SOURCE DATA section start

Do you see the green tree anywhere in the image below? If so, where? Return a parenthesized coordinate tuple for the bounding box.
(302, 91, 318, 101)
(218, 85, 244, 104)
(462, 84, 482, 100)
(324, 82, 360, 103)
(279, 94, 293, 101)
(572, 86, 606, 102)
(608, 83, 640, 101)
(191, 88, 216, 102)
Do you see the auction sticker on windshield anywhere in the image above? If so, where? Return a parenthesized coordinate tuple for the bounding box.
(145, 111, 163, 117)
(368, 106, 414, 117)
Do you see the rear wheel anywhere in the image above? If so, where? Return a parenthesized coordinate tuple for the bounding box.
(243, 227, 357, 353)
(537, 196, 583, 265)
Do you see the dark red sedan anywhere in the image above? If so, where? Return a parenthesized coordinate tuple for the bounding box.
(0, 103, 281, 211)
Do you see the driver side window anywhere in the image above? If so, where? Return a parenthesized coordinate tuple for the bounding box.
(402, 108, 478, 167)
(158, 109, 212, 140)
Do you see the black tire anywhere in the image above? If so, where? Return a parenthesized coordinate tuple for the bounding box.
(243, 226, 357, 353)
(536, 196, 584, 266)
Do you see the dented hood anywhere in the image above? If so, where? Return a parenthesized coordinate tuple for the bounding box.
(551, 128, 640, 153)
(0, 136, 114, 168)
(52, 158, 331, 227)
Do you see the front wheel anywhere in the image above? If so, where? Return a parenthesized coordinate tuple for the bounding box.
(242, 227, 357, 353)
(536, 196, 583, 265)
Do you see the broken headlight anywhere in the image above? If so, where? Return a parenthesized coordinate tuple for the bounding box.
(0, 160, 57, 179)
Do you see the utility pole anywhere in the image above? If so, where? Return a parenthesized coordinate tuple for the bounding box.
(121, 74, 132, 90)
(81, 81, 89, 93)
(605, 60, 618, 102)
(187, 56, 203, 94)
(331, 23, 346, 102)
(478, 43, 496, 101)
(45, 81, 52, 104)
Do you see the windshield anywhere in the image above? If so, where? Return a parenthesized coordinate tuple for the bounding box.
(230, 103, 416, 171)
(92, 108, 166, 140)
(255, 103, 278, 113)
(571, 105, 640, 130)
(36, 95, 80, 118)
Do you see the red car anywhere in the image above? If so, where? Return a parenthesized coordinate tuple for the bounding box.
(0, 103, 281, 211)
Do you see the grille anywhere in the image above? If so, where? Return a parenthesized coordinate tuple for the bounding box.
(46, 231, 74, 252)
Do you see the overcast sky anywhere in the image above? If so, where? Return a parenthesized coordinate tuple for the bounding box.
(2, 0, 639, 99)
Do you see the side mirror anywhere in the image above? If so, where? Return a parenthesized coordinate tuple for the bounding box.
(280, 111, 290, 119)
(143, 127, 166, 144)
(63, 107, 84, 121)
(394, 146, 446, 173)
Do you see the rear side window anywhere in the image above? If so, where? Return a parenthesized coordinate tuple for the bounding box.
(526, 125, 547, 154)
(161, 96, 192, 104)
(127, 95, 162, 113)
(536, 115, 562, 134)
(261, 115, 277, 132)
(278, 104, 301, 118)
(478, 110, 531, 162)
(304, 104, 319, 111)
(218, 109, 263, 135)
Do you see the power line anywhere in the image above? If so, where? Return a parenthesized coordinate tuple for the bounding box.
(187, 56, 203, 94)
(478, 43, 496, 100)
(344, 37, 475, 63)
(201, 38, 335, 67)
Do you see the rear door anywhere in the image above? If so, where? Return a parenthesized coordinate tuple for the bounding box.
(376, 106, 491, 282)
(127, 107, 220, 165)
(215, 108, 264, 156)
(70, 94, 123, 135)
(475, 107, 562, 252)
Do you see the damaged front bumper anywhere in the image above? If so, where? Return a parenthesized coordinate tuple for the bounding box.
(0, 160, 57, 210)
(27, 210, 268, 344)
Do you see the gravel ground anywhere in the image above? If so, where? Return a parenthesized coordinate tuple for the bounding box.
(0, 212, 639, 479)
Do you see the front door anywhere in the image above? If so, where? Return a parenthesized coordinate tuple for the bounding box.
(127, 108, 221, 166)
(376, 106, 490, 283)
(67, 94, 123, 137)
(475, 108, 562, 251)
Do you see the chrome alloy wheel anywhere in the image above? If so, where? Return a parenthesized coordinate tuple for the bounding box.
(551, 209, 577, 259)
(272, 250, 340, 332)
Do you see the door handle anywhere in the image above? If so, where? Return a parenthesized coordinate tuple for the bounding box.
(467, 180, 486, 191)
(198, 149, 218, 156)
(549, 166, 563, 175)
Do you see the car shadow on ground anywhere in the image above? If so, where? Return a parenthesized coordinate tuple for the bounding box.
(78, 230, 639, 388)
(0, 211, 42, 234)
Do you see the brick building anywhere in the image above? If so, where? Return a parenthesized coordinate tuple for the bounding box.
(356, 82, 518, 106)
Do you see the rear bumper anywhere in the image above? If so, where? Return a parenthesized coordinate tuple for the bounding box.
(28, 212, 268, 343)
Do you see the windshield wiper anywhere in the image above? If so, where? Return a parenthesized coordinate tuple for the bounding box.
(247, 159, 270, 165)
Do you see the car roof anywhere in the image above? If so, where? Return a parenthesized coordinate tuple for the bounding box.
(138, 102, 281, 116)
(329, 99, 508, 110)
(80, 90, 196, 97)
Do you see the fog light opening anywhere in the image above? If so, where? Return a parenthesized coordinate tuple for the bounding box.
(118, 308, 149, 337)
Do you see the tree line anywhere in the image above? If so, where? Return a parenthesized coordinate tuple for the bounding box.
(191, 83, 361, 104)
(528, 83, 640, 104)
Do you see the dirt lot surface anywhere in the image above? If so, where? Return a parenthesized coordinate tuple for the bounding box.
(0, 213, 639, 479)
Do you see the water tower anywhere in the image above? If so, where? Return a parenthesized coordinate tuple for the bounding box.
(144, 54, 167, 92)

SOURCE DATA section end

■ **WHAT THE TASK ASKS**: A verbatim transcription of all the entries above is required.

■ **EXPECTED OUTPUT**:
Do you see the green tree anywhere in the image below? If so, where? Return a parenthesized coordinate tuple for the bounding box.
(302, 91, 318, 101)
(218, 85, 244, 104)
(462, 84, 482, 100)
(324, 82, 360, 103)
(279, 94, 293, 101)
(572, 86, 606, 102)
(608, 83, 640, 101)
(191, 88, 216, 102)
Do you see the auction sticker on windshield anywhere in the image above? If so, where? Return a parenthesized coordinate tuple for the bounding box.
(145, 111, 163, 117)
(368, 106, 414, 117)
Do you see the rear wheel anywhere in the image above? If so, where? Return a parenthesized coordinate tuple for the bounding box.
(243, 227, 357, 353)
(537, 196, 583, 265)
Do you see the dark red sedan anywhere in the image above? If so, where? Return a parenthesized coordinate tuple for the bounding box.
(0, 103, 281, 211)
Do you see the driver side window anywhere in the image above? If so, where? Return a parenthesized coordinate tuple for the bounding box.
(402, 108, 478, 167)
(158, 109, 212, 140)
Do you see the black tire anywhere in the image above? If so, where? Return a parenthesized coordinate tuple for the bounding box.
(243, 226, 357, 353)
(536, 196, 584, 266)
Do you see the dented hood anywhere in the image above? If so, where? Return a parenthesized coordinate tuple for the bounding box.
(551, 128, 640, 153)
(0, 136, 114, 168)
(52, 158, 331, 227)
Do you see the front wheel anywhere in the image above? If so, where? Return a parenthesized coordinate tuple for the bounding box.
(242, 227, 357, 353)
(536, 196, 583, 265)
Do you see the broken headlight anywhere in the image above? If so, where? Return a parenthesized coordinate tuple for the bounding box.
(0, 160, 57, 179)
Do you see the utility pole anywhere in the image above? If so, where? Return a parenthesized coordinate tuple for the bounding box.
(121, 74, 132, 90)
(81, 81, 89, 93)
(605, 60, 618, 102)
(187, 56, 203, 94)
(331, 23, 346, 102)
(478, 43, 496, 101)
(45, 81, 52, 104)
Do you see the windshield anywhere in the image above? If so, where? Return a parenthesized coordinate tuple for the bounding box.
(230, 103, 416, 171)
(92, 108, 166, 140)
(255, 103, 278, 113)
(571, 105, 640, 130)
(36, 95, 80, 118)
Do you see the red car anywhere in the image above? If so, where? Return a parenthesized coordinate tuple for the bounding box.
(0, 103, 281, 211)
Do you see the grille anywhere in the image above? If so, where? Return a parenthesized coordinate tuple for the bounding box.
(46, 231, 74, 252)
Do you see the overcast sky anywhere in the image above? If so, where? Return a parenthesized coordinate tuple for the bounding box.
(2, 0, 639, 99)
Do you see the side mirror anywhere in the image above? If so, where? Return a parenthesized coordinate tuple for the bounding box.
(280, 111, 290, 119)
(143, 127, 166, 144)
(63, 107, 84, 121)
(394, 146, 446, 173)
Do you see the rear side window anywhere in the image above? If so, where? Return a parenthesized coordinate tuple for the bounding box.
(526, 125, 547, 154)
(161, 96, 192, 104)
(127, 95, 162, 113)
(536, 115, 562, 134)
(261, 115, 277, 132)
(278, 104, 301, 118)
(478, 110, 531, 162)
(304, 104, 319, 111)
(218, 109, 263, 135)
Do you see the power line anywhere in the image above? If so, where? Return a parenthesized coordinate tuple for the bounding box.
(187, 56, 203, 94)
(478, 43, 496, 100)
(344, 37, 475, 63)
(201, 38, 335, 67)
Do you see the rear door anywhere in the image above? If so, where? Return a parenthesized coordinate tuple for the bounding box.
(376, 106, 491, 282)
(127, 107, 220, 165)
(215, 108, 264, 156)
(70, 94, 123, 135)
(475, 107, 562, 252)
Do you see the damaged front bumper anywhere in the image above? If so, where? Return a parenthesized coordinate tuple for the bounding box.
(0, 160, 57, 210)
(27, 210, 268, 344)
Do you see the gravel ground anywhere in the image above? If so, where? Return a parenthesized coordinate tuple for the bounding box.
(0, 212, 639, 479)
Do you see the front door anywhere in the image above? If so, where? Return a parenthesized coordinate tuple for the bounding box.
(127, 108, 221, 166)
(376, 106, 490, 283)
(67, 94, 123, 137)
(475, 108, 562, 251)
Do you see the chrome alloy wheel anywhere in the image above? If so, where? Return a parenthesized coordinate tuple for the bounding box.
(551, 209, 577, 259)
(272, 250, 340, 332)
Do you see the door handle anywhere in the image above? If so, where? Return a parenthesized coordinate tuple for the bounding box.
(467, 180, 486, 191)
(198, 149, 218, 156)
(549, 166, 563, 175)
Do you see the car shadow on ground anywhere in the image above? If so, where? Return a parenthesized coordinate tuple for the bounding box.
(78, 230, 639, 388)
(0, 211, 42, 234)
Do you see the brick building anywhere in the image above? If so, where? Return a parenthesized coordinate tuple for the bounding box.
(356, 82, 518, 106)
Do you see the rear bumper anywhere in the image above? If so, where? Return a parenthesized coordinate tuple for the bounding box.
(28, 212, 268, 343)
Do you see the windshield wiper anywhere in the image above? If so, where? Return a parenthesized coordinate tuple for the bounding box.
(247, 159, 270, 165)
Do you see the car roof anywhere in the image above? If so, where? Return a parenthesized coordinate tuple for the bounding box.
(138, 102, 281, 116)
(329, 99, 508, 110)
(80, 90, 196, 97)
Do you see the fog light opening anywhere in the image above? If so, where? Return a parenthesized coordinate tuple for the bounding box.
(118, 308, 149, 337)
Do you see the tree line anywhere in the image above? If so, where? Return a parenthesized coordinate tuple for the bounding box.
(191, 83, 361, 104)
(528, 83, 640, 104)
Do you see the dirt lot surface anywhere in the image above? If so, where? Return a parenthesized coordinate tuple for the bounding box.
(0, 213, 639, 479)
Do you see the water tower anywhere in the image above? If so, where? Return a parenthesized coordinate tuple for the bounding box.
(144, 54, 167, 92)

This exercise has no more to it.